Go through the records underneath and write each one out again exactly.

- Records for this task -
start

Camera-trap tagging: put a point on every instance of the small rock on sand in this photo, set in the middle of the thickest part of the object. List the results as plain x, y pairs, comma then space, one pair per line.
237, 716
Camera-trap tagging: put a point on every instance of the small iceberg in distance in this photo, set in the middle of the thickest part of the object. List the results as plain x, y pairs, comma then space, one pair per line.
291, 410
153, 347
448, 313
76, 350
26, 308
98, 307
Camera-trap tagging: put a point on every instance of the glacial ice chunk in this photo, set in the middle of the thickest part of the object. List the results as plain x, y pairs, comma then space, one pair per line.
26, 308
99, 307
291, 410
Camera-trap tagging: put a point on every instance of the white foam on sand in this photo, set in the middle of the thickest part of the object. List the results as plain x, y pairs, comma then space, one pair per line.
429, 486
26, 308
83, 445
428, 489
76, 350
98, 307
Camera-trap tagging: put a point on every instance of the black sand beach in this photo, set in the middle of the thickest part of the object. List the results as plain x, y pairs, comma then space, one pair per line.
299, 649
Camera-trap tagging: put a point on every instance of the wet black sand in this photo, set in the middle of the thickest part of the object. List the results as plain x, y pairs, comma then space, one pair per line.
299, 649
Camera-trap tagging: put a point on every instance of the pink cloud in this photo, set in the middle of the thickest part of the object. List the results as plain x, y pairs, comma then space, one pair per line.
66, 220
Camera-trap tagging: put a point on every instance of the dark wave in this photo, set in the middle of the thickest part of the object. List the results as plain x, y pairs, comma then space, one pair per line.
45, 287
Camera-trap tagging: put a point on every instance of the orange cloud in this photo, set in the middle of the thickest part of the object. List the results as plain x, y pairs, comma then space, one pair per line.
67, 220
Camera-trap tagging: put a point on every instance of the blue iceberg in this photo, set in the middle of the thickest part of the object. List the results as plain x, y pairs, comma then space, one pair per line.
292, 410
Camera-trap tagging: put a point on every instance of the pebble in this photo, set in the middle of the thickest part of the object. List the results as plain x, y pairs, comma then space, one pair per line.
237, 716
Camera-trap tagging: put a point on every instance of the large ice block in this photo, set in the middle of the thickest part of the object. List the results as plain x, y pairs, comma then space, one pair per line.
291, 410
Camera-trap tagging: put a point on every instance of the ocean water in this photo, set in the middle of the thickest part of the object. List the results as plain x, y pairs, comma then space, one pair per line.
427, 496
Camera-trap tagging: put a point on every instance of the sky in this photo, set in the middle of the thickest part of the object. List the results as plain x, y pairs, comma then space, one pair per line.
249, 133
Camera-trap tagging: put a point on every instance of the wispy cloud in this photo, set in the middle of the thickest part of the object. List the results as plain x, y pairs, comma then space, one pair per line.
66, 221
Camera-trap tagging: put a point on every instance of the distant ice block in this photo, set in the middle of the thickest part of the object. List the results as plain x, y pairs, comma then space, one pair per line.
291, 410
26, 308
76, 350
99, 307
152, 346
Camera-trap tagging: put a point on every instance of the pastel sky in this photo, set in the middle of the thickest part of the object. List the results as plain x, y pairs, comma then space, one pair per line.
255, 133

end

- Solved problem -
Camera-trap tagging: put a point on every instance of the small rock on sand in this photo, set in the middle of the thickest part of the object. List the results as plain x, y pairs, comma then space, one pair per line.
237, 716
Camera-trap tagging: put a point on every instance of the small iceberg in distance in this photo, set in the middle of the thickest part of the object. List the results as plain x, y pairs, comma then space, one pair per line.
291, 410
153, 347
448, 313
76, 350
26, 308
98, 307
Camera-trap tagging: put a point on every instance of the glacial ice chunk in this photo, set in the middle of the thickest part of the object. List the results as plain x, y pairs, comma then space, one pair per line.
26, 308
99, 307
291, 410
Camera-trap tagging: put a point on every instance of the white foam on sand in this photo, set in the middle of the thickest part of the object. List the results as plain x, y pairs, comma then space, one pair per line.
429, 486
26, 308
83, 445
428, 489
76, 350
98, 307
Camera-trap tagging: put a point on every instance of the black sand beach in this photo, set in the middle of the thickest part of the object. List the results as plain x, y pairs, comma then space, one pair per line.
299, 649
Camera-trap tagging: put a point on every instance of the wet black sand in this photo, set in the middle of the thickest part of the object. List the results as plain x, y pairs, comma then space, one pair per line.
299, 649
Camera-trap tagging: put a point on every instance of the pink cloud in this photo, set in the middle of the thickest part of the object. List the results as plain x, y pairs, comma then space, one pair per line.
66, 220
Camera-trap tagging: put a point on every instance of the dark wave in this photo, set in the middle of the thickest part of the object. List the results as plain x, y pairs, comma then space, one pair per line.
45, 287
Camera-trap tagging: put a point on every instance of the orange cloud in this photo, set in the middle of the thickest part of the object. List the results as plain x, y pairs, comma then space, one pair per line.
67, 220
Camera-trap tagging: put a point on every instance of the blue iceberg in this photo, set in the middle of the thickest part of the object. List the results as plain x, y pairs, comma then space, one pair per line.
292, 410
Camera-trap tagging: put a point on every instance of the pebble in this photo, set in the middle of the thickest part of the object. List the results as plain x, y pairs, comma then space, one pair per line.
237, 716
Camera-trap tagging: put a point on every instance of the large ice block in this photo, set in the middle of the thickest part of the object. List the results as plain x, y pairs, comma then space, one pair per line.
291, 410
Camera-trap tagging: put a point on every instance of the ocean water in this photo, set in the middle of the thickest part of the object. List the results as plain x, y pairs, comma then space, one pair per line.
427, 496
Camera-trap tagging: put a point on every instance of the sky in this photo, set in the middle of the thickest part of the object. List the results as plain x, y pairs, comma then space, one pair per line.
249, 133
Camera-trap tagging: put a point on every instance of the wispy cloud in this photo, set in the middle of the thickest part of the object. List the results as plain x, y pairs, comma then space, one pair per line.
66, 221
Camera-trap tagging: put a point on every instance of the distant ice block in this photo, set in the middle of the thickest part of the object. List the results as plain x, y pairs, comma then space, one pair per line.
291, 410
26, 308
76, 350
99, 307
152, 346
Camera-trap tagging: put a point on every instance of the pastel sky in this photo, set in the middle of the thickest part of the object. List the results as plain x, y pairs, comma then space, one pair per line.
255, 133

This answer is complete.